Instructions to follow:
Render the records below as a numbered list, one line per entry, with blank lines skipped. Omit the picture from your list.

(Excerpts from point-annotation data)
__________
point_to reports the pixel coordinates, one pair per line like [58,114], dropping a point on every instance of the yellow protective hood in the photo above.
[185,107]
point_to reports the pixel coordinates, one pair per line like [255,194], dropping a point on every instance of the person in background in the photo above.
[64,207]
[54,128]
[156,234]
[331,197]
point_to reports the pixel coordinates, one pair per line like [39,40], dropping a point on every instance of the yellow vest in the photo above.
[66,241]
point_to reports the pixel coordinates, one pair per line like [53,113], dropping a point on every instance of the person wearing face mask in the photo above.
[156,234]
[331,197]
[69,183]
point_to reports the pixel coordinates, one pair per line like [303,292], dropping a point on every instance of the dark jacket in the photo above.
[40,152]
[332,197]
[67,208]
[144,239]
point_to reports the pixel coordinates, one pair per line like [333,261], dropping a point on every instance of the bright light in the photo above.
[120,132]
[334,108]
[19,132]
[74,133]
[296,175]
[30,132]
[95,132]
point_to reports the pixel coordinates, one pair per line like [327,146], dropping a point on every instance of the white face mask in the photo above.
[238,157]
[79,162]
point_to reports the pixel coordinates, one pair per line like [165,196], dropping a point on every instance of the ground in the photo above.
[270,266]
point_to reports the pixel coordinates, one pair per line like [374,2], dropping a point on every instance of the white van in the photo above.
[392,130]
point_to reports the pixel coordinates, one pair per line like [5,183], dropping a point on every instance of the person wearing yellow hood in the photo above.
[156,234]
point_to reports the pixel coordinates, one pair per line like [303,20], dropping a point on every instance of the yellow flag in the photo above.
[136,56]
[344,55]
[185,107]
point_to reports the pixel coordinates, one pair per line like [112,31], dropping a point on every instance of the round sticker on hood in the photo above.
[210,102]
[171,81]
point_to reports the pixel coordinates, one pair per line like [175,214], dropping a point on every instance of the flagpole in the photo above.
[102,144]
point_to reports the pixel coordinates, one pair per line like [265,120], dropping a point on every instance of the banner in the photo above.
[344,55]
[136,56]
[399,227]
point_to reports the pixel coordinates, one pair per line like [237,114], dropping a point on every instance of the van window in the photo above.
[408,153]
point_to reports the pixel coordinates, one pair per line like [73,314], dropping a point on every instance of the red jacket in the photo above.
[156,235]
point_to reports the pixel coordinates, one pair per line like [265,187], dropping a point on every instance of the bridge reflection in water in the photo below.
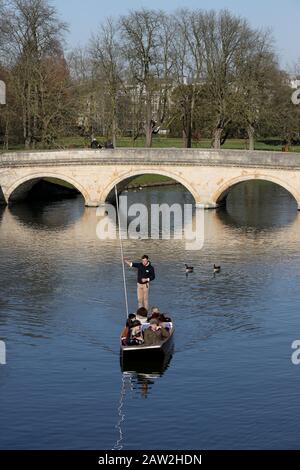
__________
The completed task:
1. point_to reports the pixel coordinates, one pair per line like [58,114], dropping a point on every instance of the yellow protective hood in the photo above.
2. [185,107]
3. point_to reports the pixel coordinates, one pair per line like [255,194], dropping a point on every instance of the person in background in the photo above.
4. [64,207]
5. [54,128]
6. [156,234]
7. [331,197]
8. point_to reports the pixel coordinates, one pair per line like [39,40], dropping a point on every instance of the yellow vest in the photo above.
9. [66,241]
10. point_to reports the pixel coordinates, one pair per line like [53,113], dropping a point on every instance of the person wearing face mask in the photo above.
11. [156,234]
12. [331,197]
13. [69,183]
14. point_to reports the pixel coordinates, one pair per line like [303,292], dropping a point on every instance of the dark jacket in the photo above.
15. [40,152]
16. [332,197]
17. [67,208]
18. [144,239]
19. point_to reports the pixel coordinates, one pair per line like [333,261], dropping a point on every instance of the bright light in the photo above.
20. [120,132]
21. [334,108]
22. [19,132]
23. [74,133]
24. [296,175]
25. [30,132]
26. [95,132]
27. point_to reports the pixel coordinates, one pair per line like [327,146], dropping a point on every instance of the white face mask in the photo above.
28. [238,157]
29. [79,162]
30. point_to reports the pixel coordinates, one pair per line like [165,196], dropping a point on every instance of the ground in the photo above.
31. [270,266]
32. point_to reports the pixel coordinates, one pair per line like [374,2], dropping a point on every instance of the white van in the photo above.
33. [392,130]
34. point_to reports the pixel coordinates, one pair per line like [5,183], dropping a point on every instance of the person wearing yellow hood in the photo above.
35. [156,234]
36. point_to reports the pixel coordinates, one pair per line like [303,20], dropping a point on every instance of the yellow flag in the photo above.
37. [136,56]
38. [344,55]
39. [185,107]
40. point_to reports the pixel coordinates, one pair per line like [112,31], dropping a point on every instance of the round sticker on hood in the photo above.
41. [210,102]
42. [171,81]
43. point_to reports the pixel coordinates, one pair per line like [175,214], dropping a point on every instance of the flagpole in the photo above.
44. [102,144]
45. point_to reports the pixel coordinates, one pair per line like [265,120], dropping a point on every instance of the banner in the photo above.
46. [344,55]
47. [136,56]
48. [399,227]
49. point_to reports the pixel coordinates, one pair per line like [237,114], dropping a point on every instance of the van window in the photo above.
50. [408,153]
51. point_to reports the pixel coordinates, one pair per line like [73,314], dropping a point on every instance of the red jacket in the photo above.
52. [156,235]
53. point_to reports the pixel coordinates, one pair per line like [265,187], dropping a point on every instance of the bridge reflection in water in the photo below.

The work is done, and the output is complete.